(SELECTED EXCERPT begins)

Let’s face it the World is dependent on oil. We use it for so many purposes in everyday life that I am sure this is not news to most of you. From heating our homes, to fueling our cars, even the pavement we drive on consists of 2% petroleum. Oil is arguably the most valuable natural resource in the world, and many countries will do whatever they can to get their hands on as much of this resource as they can.
The demand for oil related products are staunchly inelastic. This is why companies can get away with charging exorbitant prices and why the purchase of these products is so heavily taxed. People rely on oil; therefore they will buy it, period. Unfortunately, oil is also a very volatile substance that can be toxic to both the environment and humans if handled incorrectly. An example of the damage that poor safety management can cause can easily be seen in the BP oil spill case in 2010.
The BP oil spill; also known as the Deepwater Horizon oil spill, the BP disaster, the Gulf of Mexico oil spill, and the Macondo blowout; was arguably the largest and most detrimental oil spill to ever occur in the oil industry. The Deepwater Horizon was a semi-submersible Mobile Offshore Drilling Unit (MODU) that drilled oil for the British company, BP, just off the Gulf Coast. However, on April 20, 2010 disaster struck when this massive ship exploded killing 11 crewmembers and leaving the wellhead it was drilling from uncapped. Because the wellhead was left uncapped oil began to immediately flow into the ocean itself. Overall, it is estimated that 4.9 million barrels of oil was spilled into the ocean, which is equivalent to roughly 210 million gallons. 210 million gallons…how could BP let this happen?
The reason for this astonishing number is due to the fact that it took BP 87 days to recap the oil well (and there is still debate that the well may still be leaking). 87 days…that seems like an unusually long period of time needed to fix this problem. In the course of these 87 days there was massive devastation to the ecological environment and the organisms that inhabited these areas. I am sure you all remember the photographs of birds covered in oil. The devastation was unreal.
So why is it that it took BP so long to respond to this devastating crisis, and more importantly what caused this crisis to occur in the first place? While numerous sources have investigated the spill and come to a variety of conclusions, it is clear that the spill was caused by unethical decision making on the part of BP’s executives. The BP executives, like the CEOs of most companies, wanted to make money (and in the oil industry you can make a lot of it) but at what cost? The executives were well aware of the volatility of oil and the dangers offshore drilling, yet, they still chose to cut corners when it came to safety to make those extra bucks.
So what makes this case different from the Lehman Brothers case or the Enron case? I would argue that due to the physical damage inflicted on both people and property, the decisions that lead to this event were even more reckless than what those that led to the collapse of Lehman Brothers and Enron—and the funny thing is BP is the only company out of those three that still exists. Yes, I will agree, it sucks to lose all your money, but at least you can still live/function physically. The immense amount of physical damage is what sets the BP oil spill apart from other business disasters caused by poor decision-making. This is your personal safety we are talking about here. One can recover from a financial crisis, but what do you do if all of a sudden you contract a disease due to oil exposure. Life threatening physical problems that are out of your control are much harder to recover from. So I will end with this question: Do you think that the BP oil spill was “more” unethical because it caused so much physical damage? Or is it in the same league as the financial crisis? Obviously these are two very different fields, but they can be compared because both occurred due to poor upper level management.

(SELECTED EXCERPT ends)
(STUDY MATERIAL begins)

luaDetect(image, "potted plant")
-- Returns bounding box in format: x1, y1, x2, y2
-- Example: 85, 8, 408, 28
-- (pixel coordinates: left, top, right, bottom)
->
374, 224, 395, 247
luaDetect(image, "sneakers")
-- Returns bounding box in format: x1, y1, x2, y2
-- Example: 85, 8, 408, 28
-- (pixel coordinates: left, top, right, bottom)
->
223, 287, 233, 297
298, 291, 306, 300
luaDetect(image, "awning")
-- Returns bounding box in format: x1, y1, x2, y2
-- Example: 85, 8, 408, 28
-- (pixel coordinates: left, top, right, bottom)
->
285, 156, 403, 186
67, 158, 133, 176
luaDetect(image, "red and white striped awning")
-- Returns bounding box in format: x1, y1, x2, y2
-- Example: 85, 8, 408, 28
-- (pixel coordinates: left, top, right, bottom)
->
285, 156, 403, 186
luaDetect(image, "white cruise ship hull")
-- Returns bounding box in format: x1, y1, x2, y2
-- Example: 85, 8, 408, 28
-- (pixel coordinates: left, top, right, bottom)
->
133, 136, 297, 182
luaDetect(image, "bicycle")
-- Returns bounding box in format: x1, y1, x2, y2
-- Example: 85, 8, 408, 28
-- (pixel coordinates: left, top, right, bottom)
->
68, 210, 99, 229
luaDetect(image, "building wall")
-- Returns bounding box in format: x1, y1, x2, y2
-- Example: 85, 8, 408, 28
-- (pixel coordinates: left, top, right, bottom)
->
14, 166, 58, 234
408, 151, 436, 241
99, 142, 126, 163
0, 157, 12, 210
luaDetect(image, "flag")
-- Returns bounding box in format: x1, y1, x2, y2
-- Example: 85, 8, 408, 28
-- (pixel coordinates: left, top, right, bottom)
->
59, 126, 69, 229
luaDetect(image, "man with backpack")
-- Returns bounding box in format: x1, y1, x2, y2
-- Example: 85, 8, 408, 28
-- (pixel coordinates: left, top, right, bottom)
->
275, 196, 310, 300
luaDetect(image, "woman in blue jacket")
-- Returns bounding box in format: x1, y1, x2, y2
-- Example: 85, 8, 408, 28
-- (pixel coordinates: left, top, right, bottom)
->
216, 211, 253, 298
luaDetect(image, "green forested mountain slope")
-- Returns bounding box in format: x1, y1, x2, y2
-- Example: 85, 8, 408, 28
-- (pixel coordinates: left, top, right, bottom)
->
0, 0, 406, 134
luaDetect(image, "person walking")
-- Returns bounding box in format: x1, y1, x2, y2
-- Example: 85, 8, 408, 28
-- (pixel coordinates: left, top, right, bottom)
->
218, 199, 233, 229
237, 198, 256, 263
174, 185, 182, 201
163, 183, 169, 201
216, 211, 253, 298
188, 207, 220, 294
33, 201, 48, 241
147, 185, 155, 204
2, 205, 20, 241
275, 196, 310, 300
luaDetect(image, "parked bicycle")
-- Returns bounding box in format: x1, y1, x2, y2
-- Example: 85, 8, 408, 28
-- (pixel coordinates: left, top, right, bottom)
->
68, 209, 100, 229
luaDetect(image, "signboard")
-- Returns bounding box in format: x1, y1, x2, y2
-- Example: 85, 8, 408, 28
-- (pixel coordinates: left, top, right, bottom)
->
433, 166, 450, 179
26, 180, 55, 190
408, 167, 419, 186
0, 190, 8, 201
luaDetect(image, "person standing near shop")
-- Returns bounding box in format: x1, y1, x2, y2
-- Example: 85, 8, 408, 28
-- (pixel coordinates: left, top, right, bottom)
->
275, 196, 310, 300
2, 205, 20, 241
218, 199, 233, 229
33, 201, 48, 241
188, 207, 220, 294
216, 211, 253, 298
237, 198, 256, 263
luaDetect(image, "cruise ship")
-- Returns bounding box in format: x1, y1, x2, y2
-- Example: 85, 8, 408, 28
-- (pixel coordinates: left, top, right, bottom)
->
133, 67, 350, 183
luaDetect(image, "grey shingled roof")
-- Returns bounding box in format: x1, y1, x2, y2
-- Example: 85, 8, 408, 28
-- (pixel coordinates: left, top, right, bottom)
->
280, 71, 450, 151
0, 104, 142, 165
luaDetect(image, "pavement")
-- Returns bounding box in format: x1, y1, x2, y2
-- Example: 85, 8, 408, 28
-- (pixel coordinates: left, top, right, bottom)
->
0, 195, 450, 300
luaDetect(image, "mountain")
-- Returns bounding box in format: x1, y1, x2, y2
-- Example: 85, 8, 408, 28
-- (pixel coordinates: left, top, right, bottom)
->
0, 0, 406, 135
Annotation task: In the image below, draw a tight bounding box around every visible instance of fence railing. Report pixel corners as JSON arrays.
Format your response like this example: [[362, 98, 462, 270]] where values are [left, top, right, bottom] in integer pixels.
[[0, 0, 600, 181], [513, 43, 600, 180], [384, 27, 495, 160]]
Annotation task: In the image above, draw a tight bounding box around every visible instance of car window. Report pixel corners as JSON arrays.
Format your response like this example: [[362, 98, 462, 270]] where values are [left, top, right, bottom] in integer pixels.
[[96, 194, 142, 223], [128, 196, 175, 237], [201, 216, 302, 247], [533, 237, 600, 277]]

(STUDY MATERIAL ends)
(STUDY MATERIAL begins)

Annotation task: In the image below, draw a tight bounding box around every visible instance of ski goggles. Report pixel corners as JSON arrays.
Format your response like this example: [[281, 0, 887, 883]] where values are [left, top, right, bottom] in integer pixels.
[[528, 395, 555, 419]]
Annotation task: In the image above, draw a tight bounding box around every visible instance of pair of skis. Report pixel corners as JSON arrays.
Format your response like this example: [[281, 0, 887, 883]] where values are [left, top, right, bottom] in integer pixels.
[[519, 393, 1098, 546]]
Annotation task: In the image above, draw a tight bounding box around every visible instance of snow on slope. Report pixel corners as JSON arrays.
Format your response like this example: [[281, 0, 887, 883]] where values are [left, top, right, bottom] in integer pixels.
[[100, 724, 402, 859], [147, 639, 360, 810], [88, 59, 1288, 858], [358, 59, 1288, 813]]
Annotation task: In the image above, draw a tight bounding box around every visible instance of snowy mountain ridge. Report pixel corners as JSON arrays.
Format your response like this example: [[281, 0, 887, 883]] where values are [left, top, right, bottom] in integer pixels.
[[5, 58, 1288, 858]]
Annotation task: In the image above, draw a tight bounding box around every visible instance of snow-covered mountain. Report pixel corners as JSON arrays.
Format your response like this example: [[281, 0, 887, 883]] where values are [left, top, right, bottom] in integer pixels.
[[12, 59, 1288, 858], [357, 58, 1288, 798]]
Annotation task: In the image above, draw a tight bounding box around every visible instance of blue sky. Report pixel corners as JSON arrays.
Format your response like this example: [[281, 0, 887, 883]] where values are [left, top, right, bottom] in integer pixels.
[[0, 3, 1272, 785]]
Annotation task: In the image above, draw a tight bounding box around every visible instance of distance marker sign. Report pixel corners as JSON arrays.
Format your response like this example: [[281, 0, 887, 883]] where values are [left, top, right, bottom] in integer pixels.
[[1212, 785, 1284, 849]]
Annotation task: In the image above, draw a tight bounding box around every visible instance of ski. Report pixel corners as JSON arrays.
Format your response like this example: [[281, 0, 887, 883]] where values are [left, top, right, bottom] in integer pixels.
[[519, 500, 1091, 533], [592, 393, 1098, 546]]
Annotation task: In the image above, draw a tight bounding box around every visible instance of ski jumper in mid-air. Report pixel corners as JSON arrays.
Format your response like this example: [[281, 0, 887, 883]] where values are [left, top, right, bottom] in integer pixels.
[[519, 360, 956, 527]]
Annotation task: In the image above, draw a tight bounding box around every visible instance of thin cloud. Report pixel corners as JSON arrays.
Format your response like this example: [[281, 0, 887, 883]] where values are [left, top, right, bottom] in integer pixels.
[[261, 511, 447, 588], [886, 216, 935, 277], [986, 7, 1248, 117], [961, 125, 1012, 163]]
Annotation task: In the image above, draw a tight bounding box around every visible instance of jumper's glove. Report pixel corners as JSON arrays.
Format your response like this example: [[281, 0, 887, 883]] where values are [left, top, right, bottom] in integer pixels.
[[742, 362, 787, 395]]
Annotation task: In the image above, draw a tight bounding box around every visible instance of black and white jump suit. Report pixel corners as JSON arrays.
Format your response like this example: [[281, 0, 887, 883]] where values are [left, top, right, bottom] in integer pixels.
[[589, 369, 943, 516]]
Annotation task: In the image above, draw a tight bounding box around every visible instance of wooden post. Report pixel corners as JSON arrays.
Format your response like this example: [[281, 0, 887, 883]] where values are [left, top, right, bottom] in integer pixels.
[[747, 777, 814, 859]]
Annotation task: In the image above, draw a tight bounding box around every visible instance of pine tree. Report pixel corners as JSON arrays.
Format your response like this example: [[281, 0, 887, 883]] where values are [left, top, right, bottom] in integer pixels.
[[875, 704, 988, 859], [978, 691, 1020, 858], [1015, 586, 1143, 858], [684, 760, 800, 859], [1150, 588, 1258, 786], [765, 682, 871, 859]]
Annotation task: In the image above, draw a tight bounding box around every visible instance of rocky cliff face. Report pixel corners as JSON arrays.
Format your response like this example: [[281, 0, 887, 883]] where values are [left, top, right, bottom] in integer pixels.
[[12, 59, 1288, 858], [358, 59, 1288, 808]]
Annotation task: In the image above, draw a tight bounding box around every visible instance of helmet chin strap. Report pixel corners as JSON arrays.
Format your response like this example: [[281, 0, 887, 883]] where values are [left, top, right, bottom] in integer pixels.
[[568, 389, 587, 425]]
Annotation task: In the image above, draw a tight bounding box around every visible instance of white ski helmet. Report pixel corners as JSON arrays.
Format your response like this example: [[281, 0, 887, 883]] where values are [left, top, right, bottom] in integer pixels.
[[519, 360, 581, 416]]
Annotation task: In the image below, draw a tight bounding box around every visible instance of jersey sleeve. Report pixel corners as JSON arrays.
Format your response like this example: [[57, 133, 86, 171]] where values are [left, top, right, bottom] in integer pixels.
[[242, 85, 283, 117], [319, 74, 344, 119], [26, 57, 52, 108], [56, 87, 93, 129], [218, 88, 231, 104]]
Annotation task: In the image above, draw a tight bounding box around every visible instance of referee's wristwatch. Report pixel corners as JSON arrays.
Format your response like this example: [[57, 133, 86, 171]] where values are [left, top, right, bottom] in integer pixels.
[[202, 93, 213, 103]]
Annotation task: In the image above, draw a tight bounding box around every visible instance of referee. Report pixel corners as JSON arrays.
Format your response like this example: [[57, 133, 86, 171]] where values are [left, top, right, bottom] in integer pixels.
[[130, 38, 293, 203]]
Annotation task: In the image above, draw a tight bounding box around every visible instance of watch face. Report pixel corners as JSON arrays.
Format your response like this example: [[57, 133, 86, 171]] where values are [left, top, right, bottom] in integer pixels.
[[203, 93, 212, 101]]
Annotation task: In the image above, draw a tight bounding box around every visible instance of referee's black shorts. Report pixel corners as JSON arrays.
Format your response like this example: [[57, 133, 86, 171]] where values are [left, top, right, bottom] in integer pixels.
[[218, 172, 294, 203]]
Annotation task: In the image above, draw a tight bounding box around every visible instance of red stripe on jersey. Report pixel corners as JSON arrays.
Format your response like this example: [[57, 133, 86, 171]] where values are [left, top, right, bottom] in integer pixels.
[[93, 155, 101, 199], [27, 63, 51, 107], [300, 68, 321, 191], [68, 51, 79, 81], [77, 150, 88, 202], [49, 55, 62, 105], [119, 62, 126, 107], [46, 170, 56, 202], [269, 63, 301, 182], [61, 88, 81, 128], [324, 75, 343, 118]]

(STUDY MATERIAL ends)

> STUDY QUESTIONS:
1 - In the text on the BP oil spill, how many days did BP take to recap the oil well?
2 - Condense the paragraph of the text on the BP oil spill that begins "The BP oil spill; also known as" into a shorter version that keeps its main facts.

> ANSWER SET:
1 - 87 days.

2 - The BP oil spill, also called the Deepwater Horizon oil spill, the BP disaster, the Gulf of Mexico oil spill and the Macondo blowout, was arguably the largest and most harmful spill in the oil industry. The Deepwater Horizon was a semi-submersible Mobile Offshore Drilling Unit drilling for the British company BP off the Gulf Coast. On April 20, 2010, it exploded, killing 11 crew members and leaving its wellhead uncapped. Oil then flowed directly into the ocean: an estimated 4.9 million barrels, or roughly 210 million gallons.